[ТЕКСТ ДОКУМЕНТА]:
Трагическая лирика Баратынского знает эти блаженные минуты катарсиса, в которых заключены для поэта смысл творческого преображения и оправдание жизни.
   Ничто не может успокоить больную, раздвоенную, разорванную, скорбящую душу – ни вера в Бога, ни любовь. Холод жизни, неизбывное страдание становятся уделом души, которая, утратив надежды на достижение идеала, не может найти гармонии и согласия в мире, не может примирить присущие ей противоречия. Баратынский, в отличие от Жуковского, не может найти утешение ни в «очарованном Там», за пределами земной жизни, ни, в отличие от раннего Батюшкова, уединиться в свой счастливый домик или простую хижину, не может, в отличие от Пушкина, обрети душевное здоровье на почве той самой жизни, которая несет и страдания, и упоение гармонией. «Больная» душа поэта не может излечиться в «больном» мире. Но в таком состоянии она не может и творить. Для того чтобы поведать о мировой дисгармонии, нужно сначала исцелиться, нужно обрести гармонию, успокоение, ясность мыслей и примирение чувств в самом себе. Для этого нужно победить «болезнь духа», преобразив ее в гармонию стиха. И только потом преображенная творчеством душа, уврачеванная от страданий, перейдет в души людей, неся им через излитые мерные стихи весть о желаемой гармонии всего сущего.
   Об этом одно из лучших своих стихотворений Баратынского «Болящий дух врачует песнопенье…»:
 
Болящий дух врачует песнопенье.
Гармонии таинственная власть
Тяжелое искупит заблужденье
И укротит бунтующую страсть.
Душа певца, согласно излитая,
Разрешена от всех своих скорбей;
И чистоту поэзия святая
И мир отдаст причастнице своей.
 
   Бросается в глаза обилие религиозной, церковной лексики, устаревших слов и оборотов речи. Поэтическая речь, поэзия названы «песнопением», подобно молитвам; гармония наделена таинственной властью, она представляет собой некое таинство, сравнимое с религиозными и церковными таинствами. Выражение «искупит заблужденье» относится к тому же ряду: заблужденье – это грех, который надлежит искупить. Стих «Разрешена от всех своих скорбей» означает, что душа освобождена от заблуждений, сомнений, что ей прощены грехи. Слово «причастница» именует живую, постороннюю певцу душу, которая, словно церковным причастием, приобщается к Богу и становится близкой и родной поэту. Наконец строка «И чистоту поэзия святая» прямо характеризует поэзию религиозными качествами. Все это служит созданию торжественности творческого акта. С этой же целью поэт использует инверсию («Болящий дух врачует песнопенье»). В стихотворении совершается поэтическое таинство, родственное религиозному, церковному. В ходе его душа человека исцеляется, и он превращается в поэта, который может гармонично, стройно, выразительно передать читателям через стихи уже не болезнь и скорбь духа, а уврачеванную, полную духовного здоровья душу. В этом для Баратынского и заключалась могучая сила поэтического творчества.

[УСЛОВИЕ ЗАДАНИЯ]: Повторите слово в слово отрывок из текста о лирике Баратынского, начиная со слов «Трагическая лирика Баратынского» и заканчивая словами «и оправдание жизни.». Материал ниже здесь никак не нужен.

[ОТОБРАННЫЕ ДАННЫЕ]:
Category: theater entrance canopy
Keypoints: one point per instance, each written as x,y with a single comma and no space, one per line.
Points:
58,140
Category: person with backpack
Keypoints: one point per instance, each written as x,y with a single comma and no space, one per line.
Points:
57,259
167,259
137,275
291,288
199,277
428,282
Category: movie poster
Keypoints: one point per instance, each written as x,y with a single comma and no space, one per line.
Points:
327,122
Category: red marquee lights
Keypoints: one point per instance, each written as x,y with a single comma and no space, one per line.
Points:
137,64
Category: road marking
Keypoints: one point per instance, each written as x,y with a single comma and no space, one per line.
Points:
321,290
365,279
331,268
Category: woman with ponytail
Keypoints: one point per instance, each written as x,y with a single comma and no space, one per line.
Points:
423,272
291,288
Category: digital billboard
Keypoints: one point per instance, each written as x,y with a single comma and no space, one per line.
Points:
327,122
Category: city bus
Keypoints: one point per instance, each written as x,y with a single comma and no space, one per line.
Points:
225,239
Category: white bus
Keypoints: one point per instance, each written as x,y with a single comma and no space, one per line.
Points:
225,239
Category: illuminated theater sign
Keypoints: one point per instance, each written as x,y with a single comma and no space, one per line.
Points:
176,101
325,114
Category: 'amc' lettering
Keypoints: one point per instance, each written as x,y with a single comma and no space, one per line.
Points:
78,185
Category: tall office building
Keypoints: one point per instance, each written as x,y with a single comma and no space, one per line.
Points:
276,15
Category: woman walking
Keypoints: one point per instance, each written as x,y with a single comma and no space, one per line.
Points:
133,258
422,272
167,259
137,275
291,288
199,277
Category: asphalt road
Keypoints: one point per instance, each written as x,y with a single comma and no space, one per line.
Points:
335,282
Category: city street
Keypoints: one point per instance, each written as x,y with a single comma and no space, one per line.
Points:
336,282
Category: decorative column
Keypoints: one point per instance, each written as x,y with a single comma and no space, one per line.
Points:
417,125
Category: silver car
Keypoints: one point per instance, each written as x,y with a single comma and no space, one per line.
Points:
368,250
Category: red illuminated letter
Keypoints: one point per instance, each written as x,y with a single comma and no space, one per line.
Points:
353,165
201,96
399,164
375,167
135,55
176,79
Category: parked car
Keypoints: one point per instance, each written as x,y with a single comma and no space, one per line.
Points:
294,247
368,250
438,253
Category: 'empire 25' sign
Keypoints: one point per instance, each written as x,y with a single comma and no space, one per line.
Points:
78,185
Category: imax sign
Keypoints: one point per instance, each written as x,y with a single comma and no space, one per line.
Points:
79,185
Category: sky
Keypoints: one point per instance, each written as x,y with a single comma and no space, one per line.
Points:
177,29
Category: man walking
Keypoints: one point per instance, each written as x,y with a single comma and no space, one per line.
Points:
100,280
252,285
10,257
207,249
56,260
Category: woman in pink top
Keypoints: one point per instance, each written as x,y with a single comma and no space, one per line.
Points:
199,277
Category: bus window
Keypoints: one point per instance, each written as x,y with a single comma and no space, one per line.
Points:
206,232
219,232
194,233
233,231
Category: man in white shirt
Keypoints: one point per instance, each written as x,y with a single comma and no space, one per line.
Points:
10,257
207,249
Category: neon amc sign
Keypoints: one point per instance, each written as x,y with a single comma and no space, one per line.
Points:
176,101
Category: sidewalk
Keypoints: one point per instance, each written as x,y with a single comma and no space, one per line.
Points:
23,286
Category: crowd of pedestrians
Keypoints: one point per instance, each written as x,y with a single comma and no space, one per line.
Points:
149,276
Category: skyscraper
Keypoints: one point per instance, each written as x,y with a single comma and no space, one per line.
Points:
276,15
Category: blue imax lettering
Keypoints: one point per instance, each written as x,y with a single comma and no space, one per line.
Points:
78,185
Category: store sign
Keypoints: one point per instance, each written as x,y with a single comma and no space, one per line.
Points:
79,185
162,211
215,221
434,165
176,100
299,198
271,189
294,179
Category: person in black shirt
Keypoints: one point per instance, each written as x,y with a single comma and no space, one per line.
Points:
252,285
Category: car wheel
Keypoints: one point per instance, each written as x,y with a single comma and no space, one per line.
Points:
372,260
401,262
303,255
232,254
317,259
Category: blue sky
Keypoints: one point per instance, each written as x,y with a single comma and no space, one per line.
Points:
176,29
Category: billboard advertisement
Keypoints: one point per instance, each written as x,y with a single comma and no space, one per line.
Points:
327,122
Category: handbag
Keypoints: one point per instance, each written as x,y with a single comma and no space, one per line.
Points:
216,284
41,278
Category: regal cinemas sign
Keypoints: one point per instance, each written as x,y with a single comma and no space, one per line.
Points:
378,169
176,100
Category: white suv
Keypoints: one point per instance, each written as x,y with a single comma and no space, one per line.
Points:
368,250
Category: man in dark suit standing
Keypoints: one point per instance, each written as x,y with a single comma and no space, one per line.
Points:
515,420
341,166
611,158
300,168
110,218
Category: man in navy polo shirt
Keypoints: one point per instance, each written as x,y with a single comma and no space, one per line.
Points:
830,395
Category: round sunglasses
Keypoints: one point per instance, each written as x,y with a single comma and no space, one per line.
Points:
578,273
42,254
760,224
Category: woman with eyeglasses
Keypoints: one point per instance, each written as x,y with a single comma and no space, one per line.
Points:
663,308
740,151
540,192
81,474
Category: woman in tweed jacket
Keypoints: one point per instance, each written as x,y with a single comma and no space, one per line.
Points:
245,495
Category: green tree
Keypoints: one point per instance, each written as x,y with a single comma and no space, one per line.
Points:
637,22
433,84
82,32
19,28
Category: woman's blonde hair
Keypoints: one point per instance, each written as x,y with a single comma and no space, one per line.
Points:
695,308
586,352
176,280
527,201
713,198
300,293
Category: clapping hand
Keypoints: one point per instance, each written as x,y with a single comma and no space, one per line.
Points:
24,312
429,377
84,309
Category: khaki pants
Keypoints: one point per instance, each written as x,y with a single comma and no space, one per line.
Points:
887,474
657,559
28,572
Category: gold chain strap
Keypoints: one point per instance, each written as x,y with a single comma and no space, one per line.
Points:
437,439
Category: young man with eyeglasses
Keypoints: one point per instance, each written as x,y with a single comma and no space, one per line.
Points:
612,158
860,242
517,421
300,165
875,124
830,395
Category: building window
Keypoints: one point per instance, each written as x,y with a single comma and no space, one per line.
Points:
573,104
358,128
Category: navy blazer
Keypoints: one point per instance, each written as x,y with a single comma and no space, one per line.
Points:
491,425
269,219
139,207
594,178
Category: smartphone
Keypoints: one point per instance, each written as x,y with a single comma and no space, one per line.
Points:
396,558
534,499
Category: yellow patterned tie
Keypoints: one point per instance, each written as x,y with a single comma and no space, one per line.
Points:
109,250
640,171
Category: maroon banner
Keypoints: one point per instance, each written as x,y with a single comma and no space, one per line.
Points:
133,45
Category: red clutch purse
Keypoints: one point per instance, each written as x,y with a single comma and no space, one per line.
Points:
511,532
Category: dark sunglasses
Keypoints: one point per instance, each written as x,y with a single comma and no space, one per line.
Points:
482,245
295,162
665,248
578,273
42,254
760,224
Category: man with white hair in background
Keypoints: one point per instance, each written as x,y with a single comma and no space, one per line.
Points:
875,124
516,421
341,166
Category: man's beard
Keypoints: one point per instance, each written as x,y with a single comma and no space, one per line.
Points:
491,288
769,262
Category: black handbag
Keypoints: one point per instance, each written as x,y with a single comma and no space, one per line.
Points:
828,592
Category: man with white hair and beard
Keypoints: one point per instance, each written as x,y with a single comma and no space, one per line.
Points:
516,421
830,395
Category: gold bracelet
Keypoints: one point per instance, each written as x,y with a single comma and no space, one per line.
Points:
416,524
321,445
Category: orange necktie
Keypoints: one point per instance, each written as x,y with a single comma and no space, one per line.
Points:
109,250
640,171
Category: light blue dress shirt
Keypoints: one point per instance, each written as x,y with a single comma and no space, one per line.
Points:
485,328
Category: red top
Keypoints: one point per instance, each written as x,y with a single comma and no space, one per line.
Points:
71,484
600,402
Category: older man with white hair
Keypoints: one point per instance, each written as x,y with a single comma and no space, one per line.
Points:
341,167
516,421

[РЕШЕНИЕ ЗАДАЧИ]:
Трагическая лирика Баратынского знает эти блаженные минуты катарсиса, в которых заключены для поэта смысл творческого преображения и оправдание жизни.